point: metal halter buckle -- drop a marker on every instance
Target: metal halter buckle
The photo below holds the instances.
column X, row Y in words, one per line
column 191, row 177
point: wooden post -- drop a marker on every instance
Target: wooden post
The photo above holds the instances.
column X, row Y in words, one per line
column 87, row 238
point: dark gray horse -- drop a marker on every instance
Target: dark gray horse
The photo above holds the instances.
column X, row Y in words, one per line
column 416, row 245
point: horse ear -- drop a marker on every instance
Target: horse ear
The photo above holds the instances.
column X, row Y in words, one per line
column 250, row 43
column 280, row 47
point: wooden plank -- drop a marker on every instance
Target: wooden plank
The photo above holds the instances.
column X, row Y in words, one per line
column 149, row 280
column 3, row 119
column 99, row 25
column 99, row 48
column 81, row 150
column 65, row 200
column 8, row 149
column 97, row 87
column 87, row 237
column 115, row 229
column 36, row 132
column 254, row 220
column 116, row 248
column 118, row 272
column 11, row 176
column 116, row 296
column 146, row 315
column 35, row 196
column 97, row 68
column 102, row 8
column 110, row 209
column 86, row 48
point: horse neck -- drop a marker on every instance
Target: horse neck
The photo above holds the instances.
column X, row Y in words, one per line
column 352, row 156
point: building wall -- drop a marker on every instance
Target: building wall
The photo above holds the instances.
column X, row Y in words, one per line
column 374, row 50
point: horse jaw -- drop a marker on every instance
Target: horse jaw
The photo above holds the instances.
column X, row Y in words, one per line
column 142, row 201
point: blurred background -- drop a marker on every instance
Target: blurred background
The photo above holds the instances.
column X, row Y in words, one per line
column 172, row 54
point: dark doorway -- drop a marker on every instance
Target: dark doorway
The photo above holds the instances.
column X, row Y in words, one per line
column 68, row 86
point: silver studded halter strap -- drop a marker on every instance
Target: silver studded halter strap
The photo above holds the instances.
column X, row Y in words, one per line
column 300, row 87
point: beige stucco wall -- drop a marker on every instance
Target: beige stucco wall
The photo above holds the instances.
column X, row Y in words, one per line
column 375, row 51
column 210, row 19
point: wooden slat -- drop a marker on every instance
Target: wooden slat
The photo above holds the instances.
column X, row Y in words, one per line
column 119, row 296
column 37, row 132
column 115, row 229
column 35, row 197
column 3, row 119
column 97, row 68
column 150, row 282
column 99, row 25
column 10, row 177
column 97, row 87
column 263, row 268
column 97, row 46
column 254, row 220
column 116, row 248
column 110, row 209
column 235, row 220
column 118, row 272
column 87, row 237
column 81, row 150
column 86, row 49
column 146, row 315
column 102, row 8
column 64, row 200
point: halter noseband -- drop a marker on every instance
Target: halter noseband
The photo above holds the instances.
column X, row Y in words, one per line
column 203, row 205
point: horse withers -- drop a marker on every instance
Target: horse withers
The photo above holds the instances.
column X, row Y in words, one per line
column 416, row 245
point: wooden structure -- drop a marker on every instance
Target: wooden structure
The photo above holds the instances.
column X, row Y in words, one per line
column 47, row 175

━━━━━━━━━━

Quote all the records. Keep every word exact.

== WRITTEN SOLUTION ==
point: metal halter buckle -- drop a marker on every instance
Target: metal halter buckle
The photo below holds the instances.
column X, row Y in words, one per line
column 191, row 177
point: wooden post -- drop a marker on every instance
Target: wooden post
The photo above holds the instances.
column X, row Y in words, one per line
column 87, row 238
point: dark gray horse -- drop a marker on every instance
Target: dark gray horse
The photo above holds the instances.
column X, row Y in words, one per line
column 416, row 245
point: horse ear -- drop a marker on every instance
Target: horse ear
The photo above holds the instances.
column X, row Y in words, one per line
column 250, row 43
column 280, row 47
point: wooden plank -- drop a marker on every instance
Target: wooden plank
The photo above holds the instances.
column X, row Y in words, one per line
column 149, row 280
column 3, row 119
column 99, row 25
column 99, row 48
column 81, row 150
column 65, row 200
column 8, row 149
column 97, row 87
column 87, row 237
column 115, row 229
column 36, row 132
column 254, row 220
column 116, row 248
column 118, row 272
column 11, row 176
column 116, row 296
column 146, row 315
column 35, row 196
column 97, row 68
column 102, row 8
column 110, row 209
column 86, row 48
point: horse neck -- drop a marker on every instance
Target: horse neck
The photo above holds the instances.
column X, row Y in words, one per line
column 352, row 156
point: building wall -- drop a marker on every instance
Target: building wall
The photo above holds the instances.
column X, row Y in words, one per line
column 374, row 50
point: horse jaw -- drop a marker on every instance
Target: horse jaw
The photo above holds the instances.
column X, row Y in words, one per line
column 142, row 201
point: blurred background -- drop a marker on every instance
Target: blurred background
The photo above holds the instances.
column X, row Y in words, one per line
column 172, row 54
point: dark doorway -- drop a marker on every instance
Target: dark doorway
The photo above holds the instances.
column X, row Y in words, one per line
column 68, row 86
point: silver studded halter strap -- drop a marker on every instance
Target: silver studded halter strap
The photo above holds the instances.
column X, row Y in words, one per line
column 300, row 87
point: beige stucco wall -- drop a marker on every instance
Target: beige stucco wall
The photo above holds the instances.
column X, row Y in words, one per line
column 375, row 51
column 210, row 19
point: wooden slat -- drop a marker on every instance
Target: wooden slat
The photo above holds the instances.
column X, row Y in words, one per line
column 119, row 296
column 37, row 132
column 115, row 229
column 35, row 197
column 3, row 119
column 97, row 68
column 150, row 282
column 99, row 25
column 10, row 177
column 97, row 87
column 263, row 268
column 97, row 46
column 254, row 220
column 116, row 248
column 110, row 209
column 235, row 220
column 118, row 272
column 87, row 237
column 81, row 150
column 86, row 49
column 146, row 315
column 102, row 8
column 64, row 200
point: halter noseband -- drop a marker on every instance
Target: halter noseband
The photo above holds the instances.
column X, row Y in words, one per line
column 203, row 205
point: horse withers -- drop a marker on every instance
Target: horse withers
The photo above holds the instances.
column X, row Y in words, one per line
column 416, row 245
point: wooden structure -- drop a marker on every instance
Target: wooden structure
The photo above holds the instances.
column X, row Y in words, one per line
column 47, row 175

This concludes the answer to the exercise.